SET EXERCISE A
Using the biography of Berry Hill Cassell below, decide whether each statement agrees with it. Answer yes or no for each, and quote the deciding words exactly. (i) Berry Hill Cassell was born in East Hanover, Pennsylvania. (ii) The family went from Pittsburgh to Louisville by steamer. (iii) While in Louisville, the family bought two one horse wagons.
SET EXERCISE B
Write the next part of the biography of Berry Hill Cassell below, starting after its final sentence.

ARTICLE
(Christian Cassel - John - Christian - William - Berry Hill)

Berry Hill Cassell (1822-1904)

Berry Hill Cassell was born on May 23, 1822 in the small village of East Hanover, Pennsylvania.  He spent his early life on his family’s farm there. Berry and his brothers started helping their father on the farm at an early age. As young boys, they learned to swing an ax, cradle and scythe which were the principle farm implements during that time. Whenever possible during the winter season, Berry and his brothers attended the local school which was held in a log cabin and did their lessons on a slab bench.

At the age of 16, in 1838, Berry traveled to Illinois to join his brothers, Augustus, Joseph and Christian, who had all ready settled in Putnam County. He lived there for 1 year and liked it so well that in the summer of 1839, Berry returned to Pennsylvania and talked his parents into joining them in Illinois. In the fall of 1839, Berry, his father, mother, and brothers - John, Henry and Michael started their journey to Illinois. They traveled down the canal from Harrisburg to Pittsburgh, Pennsylvania. The water was so low that steamers could not run so the family traveled by keelboat to Louisville, Kentucky. The trip took them 21 days.

In Louisville, Berry and his family rented a house to wait for low water. After a few weeks, they grew tired of waiting and purchased two one horse wagons. Berry and his family came by land from Louisville, Kentucky to Decatur, Illinois. There wasn’t any trail to follow through the prairie and the tall grass waved in along side and in front of them as far as the eye could see.

Excerpts of location labeling data:
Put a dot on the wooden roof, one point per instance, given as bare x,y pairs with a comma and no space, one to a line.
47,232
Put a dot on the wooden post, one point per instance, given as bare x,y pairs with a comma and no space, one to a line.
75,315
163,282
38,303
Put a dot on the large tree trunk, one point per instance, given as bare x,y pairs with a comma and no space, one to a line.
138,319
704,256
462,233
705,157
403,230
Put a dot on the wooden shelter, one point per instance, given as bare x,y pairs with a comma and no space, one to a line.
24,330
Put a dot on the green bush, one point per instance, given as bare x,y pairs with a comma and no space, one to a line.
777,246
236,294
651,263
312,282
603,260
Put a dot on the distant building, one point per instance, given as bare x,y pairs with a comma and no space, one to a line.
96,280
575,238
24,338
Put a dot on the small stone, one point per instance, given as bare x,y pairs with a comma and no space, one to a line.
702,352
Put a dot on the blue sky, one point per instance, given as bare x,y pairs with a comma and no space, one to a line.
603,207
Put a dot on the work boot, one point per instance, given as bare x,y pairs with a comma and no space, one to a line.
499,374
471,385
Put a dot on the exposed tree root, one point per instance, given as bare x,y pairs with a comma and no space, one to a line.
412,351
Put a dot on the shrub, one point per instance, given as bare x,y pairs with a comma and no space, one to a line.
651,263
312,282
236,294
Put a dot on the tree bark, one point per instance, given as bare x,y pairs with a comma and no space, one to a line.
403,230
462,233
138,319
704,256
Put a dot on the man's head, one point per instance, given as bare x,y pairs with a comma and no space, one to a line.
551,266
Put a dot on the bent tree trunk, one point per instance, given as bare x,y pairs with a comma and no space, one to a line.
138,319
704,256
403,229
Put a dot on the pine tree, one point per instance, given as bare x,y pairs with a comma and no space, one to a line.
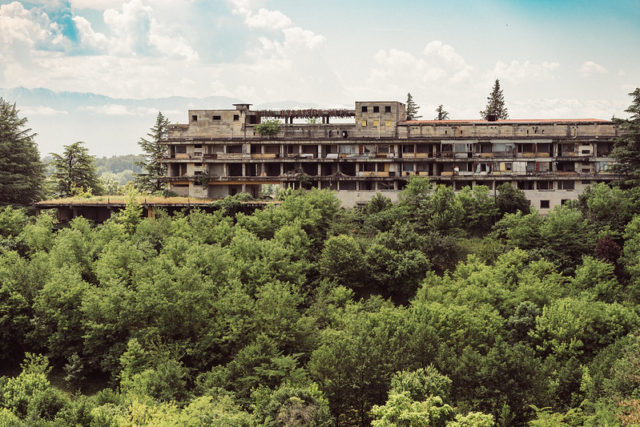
412,108
442,114
21,171
627,146
495,104
153,167
75,171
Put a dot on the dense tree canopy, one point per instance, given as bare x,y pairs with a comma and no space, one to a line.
75,171
436,310
21,171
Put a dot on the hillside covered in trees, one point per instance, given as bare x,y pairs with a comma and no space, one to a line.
443,309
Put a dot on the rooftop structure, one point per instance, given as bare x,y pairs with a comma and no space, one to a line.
221,152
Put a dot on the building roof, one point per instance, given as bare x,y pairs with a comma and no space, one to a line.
508,121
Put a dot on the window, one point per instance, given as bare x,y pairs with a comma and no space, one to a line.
566,185
545,185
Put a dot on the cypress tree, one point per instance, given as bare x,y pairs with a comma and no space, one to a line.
495,104
412,108
21,171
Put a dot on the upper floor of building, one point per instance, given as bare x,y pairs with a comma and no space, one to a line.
370,120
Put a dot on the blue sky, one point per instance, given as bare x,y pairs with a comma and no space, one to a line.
554,58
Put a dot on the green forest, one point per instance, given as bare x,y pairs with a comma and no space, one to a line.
444,309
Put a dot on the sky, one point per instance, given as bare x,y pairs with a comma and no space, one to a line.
99,70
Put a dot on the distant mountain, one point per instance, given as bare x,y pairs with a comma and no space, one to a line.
109,126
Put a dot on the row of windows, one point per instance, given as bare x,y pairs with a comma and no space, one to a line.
376,109
215,118
376,123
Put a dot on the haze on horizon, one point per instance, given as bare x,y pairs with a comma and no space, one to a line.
99,70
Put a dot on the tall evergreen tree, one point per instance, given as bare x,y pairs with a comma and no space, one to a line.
75,171
627,146
442,114
21,171
153,168
495,104
412,108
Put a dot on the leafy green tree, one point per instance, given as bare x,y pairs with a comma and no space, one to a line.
441,113
511,200
401,410
154,151
412,108
627,146
268,128
495,104
75,171
21,171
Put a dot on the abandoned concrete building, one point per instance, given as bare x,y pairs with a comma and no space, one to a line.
375,149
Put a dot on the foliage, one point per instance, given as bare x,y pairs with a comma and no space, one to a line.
75,171
412,108
268,128
307,314
495,104
21,171
441,113
154,151
627,146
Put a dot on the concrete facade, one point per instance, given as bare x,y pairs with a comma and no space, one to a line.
220,153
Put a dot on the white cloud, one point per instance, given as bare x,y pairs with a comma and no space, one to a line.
97,4
89,38
42,111
120,110
517,71
267,19
438,51
589,68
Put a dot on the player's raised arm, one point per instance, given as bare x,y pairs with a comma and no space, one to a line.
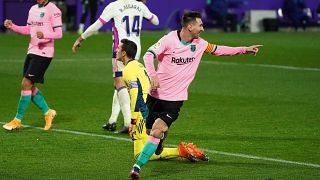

REPLY A
(i) Yes: "Berry Hill Cassell was born on May 23, 1822 in the small village of East Hanover, Pennsylvania."
(ii) No: "The water was so low that steamers could not run so the family traveled by keelboat to Louisville, Kentucky."
(iii) Yes: "After a few weeks, they grew tired of waiting and purchased two one horse wagons."

REPLY B
Fortunately once they reached the timber, there was a trail left by former travelers. By this time the weather was so severe that Berry froze his feet during the trip. They arrived in Decatur, Illinois on the November 20, 1839. By this time the snow was 4 foot deep and the weather so severe that they couldn’t travel any further. Berry notified one of his brothers in Putnam County, and one came to pick up his parents and younger brothers the following spring.

Decatur at that time was located in the center of thirty acres. What is now central park was then a timber and hazel brush patch. Berry is quoted as saying “It was the worst place for snakes in those days that I ever saw. I ran on to one big snake in there one day that caused me to run and  it was the only snake I ever ran from!” (The Decatur Review, October 12, 1904).

Berry had decided to stay in Decatur and try to make a living. He made friends with David L. Allen (a prominent land-owner) and Leonard Ashton (a stage driver). They took him under their wing and offered to get him a job. Berry had learned the tinner’s trade so Allen and Ashton talked him into setting up a shop in Decatur. His mother had given him $1.25, so Berry bought his tools from an old man who had a tinker’s outfit and wanted to get rid of the stock and set up shop in the basement of a store called “Peddecord Bros. and Co.” at the intersection of Park and Franklin streets. After buying a small box of tin plate, Berry was able to begin his business in the middle of January 1840.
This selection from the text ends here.